Por Ronaldo Campos

Os mais recentes estudos genéticos comprovaram que as mitocôndrias encontradas nas células humanas descendem de uma única mulher que viveu na África entre 200 mil e 150 mil anos atrás. É isso mesmo o que você está pensando: somos todos parentes e descendentes da mesma mulher — carinhosamente batizada de “Eva Africana”.

O Homo sapiens era um ser nômade, ou seja, deslocava-se para coletar frutos e caçar. As mais recentes pesquisas demonstram que as primeiras migrações ocorreram da África para o Oriente (aproximadamente 100 mil anos atrás); com a espécie humana não é diferente, ou seja, a nossa história é repleta de deslocamentos em massa ou em grupos menores pela Terra. Ser migrante está em nosso DNA. Portanto, causa muita estranheza quando lemos manchetes que tratam da “crise migratória”. Como assim? Migrar faz parte da nossa origem e da nossa história. Não é uma crise! Somos todos migrantes. Estão querendo nos tornar hostis a nós mesmos!?
# # # #
Resuma em duas frases o texto sobre a origem e as migrações humanas. Baseie-se somente no texto acima.
# # # #
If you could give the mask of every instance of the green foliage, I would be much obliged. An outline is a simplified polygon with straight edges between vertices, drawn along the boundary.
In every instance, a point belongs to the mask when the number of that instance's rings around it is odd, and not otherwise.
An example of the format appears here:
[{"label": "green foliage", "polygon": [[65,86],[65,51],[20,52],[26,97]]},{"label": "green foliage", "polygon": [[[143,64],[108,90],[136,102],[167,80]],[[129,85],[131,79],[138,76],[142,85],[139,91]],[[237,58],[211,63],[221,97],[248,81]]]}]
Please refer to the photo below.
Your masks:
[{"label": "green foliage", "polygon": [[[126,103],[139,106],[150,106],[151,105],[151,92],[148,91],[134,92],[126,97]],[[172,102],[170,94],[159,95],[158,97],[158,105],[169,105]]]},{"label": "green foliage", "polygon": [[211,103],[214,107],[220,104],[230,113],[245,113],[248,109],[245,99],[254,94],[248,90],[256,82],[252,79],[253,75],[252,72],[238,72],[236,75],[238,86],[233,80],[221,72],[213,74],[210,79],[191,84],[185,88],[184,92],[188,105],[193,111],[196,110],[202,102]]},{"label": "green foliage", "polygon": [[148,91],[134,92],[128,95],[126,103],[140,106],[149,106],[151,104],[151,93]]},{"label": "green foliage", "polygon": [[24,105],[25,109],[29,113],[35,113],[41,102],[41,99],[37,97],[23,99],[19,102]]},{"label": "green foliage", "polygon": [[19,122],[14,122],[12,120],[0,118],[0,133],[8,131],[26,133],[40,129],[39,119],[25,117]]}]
# # # #
** RESPOSTA DA TAREFA **
Estudos genéticos recentes indicam que as mitocôndrias das células humanas descendem de uma única mulher, a “Eva Africana”, que viveu na África entre 200 mil e 150 mil anos atrás, e que as primeiras migrações do Homo sapiens, um ser nômade, ocorreram da África para o Oriente há cerca de 100 mil anos. Por isso, o texto estranha as manchetes sobre a “crise migratória”, afirmando que migrar faz parte da nossa origem e da nossa história e que somos todos migrantes.